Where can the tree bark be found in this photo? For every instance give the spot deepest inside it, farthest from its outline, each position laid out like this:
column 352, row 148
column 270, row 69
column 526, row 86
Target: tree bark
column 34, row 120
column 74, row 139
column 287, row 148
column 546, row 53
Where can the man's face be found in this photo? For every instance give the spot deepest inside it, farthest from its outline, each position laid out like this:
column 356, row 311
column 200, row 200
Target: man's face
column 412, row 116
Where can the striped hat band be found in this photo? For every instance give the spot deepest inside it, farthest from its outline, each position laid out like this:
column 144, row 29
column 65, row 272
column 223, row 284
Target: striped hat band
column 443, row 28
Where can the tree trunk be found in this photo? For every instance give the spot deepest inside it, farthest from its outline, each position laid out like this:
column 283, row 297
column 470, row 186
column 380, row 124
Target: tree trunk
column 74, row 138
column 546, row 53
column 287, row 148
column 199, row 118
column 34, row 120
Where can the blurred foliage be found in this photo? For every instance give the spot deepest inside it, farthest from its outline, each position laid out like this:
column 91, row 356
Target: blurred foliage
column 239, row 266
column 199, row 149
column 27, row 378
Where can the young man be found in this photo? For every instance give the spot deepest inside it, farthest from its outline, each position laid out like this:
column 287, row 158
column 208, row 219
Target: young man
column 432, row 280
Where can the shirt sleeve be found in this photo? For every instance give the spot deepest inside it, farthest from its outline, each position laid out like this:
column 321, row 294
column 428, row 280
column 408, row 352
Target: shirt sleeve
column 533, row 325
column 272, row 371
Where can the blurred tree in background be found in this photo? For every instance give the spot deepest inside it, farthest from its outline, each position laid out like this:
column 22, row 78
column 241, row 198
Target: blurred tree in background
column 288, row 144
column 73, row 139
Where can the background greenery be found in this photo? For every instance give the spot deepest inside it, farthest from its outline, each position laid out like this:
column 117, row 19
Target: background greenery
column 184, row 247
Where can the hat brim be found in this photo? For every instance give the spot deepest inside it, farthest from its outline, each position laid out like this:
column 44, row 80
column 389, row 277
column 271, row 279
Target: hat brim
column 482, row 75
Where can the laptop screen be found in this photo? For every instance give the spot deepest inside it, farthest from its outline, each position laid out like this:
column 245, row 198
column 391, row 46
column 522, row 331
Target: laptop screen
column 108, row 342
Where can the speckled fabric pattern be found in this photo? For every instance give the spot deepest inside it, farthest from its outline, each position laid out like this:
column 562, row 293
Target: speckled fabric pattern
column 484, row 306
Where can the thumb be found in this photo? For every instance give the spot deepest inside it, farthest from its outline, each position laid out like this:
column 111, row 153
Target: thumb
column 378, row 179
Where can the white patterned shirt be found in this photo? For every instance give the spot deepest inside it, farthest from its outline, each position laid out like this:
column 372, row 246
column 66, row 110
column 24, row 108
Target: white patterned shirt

..........

Precisely reproduce the lines of the entries, beginning at the first and ending at the one containing "Where can the shirt". Add nothing.

Where can the tree bark be found in this photo? For every instance give the spot deepest inside it, farthest from its outline, each position laid out like this:
column 352, row 148
column 270, row 69
column 526, row 86
Target: tree bark
column 34, row 120
column 74, row 139
column 287, row 148
column 546, row 53
Where can the man's face be found in this photo? For every instance give the spot deepest inside it, farthest from its outline, each position laid out like this:
column 356, row 311
column 200, row 200
Target: man's face
column 412, row 116
Where can the striped hat band be found in this photo? For every instance give the spot deepest inside it, farthest from its outline, each position laid out like this:
column 144, row 29
column 65, row 272
column 223, row 284
Target: striped hat band
column 443, row 28
Where can the tree trunk be found in this photo? For every instance give the spot deepest inside it, farthest from its outline, each position laid out like this:
column 283, row 297
column 470, row 186
column 380, row 124
Target: tree trunk
column 74, row 138
column 546, row 53
column 287, row 148
column 199, row 118
column 34, row 120
Where can the blurred foliage be found in this photo? For every instance give the spot deepest inside it, farthest from its outline, each position laid out like this:
column 91, row 356
Target: blurred foliage
column 239, row 266
column 199, row 149
column 27, row 378
Where can the young man be found in this photo? For every instance give the spot deepest inside it, farthest from its outline, each position laid out like this:
column 287, row 158
column 208, row 219
Target: young man
column 432, row 280
Where can the shirt sleeve be found in this photo? For every instance give the spot deepest inside it, farthest from its outline, each position laid out like this:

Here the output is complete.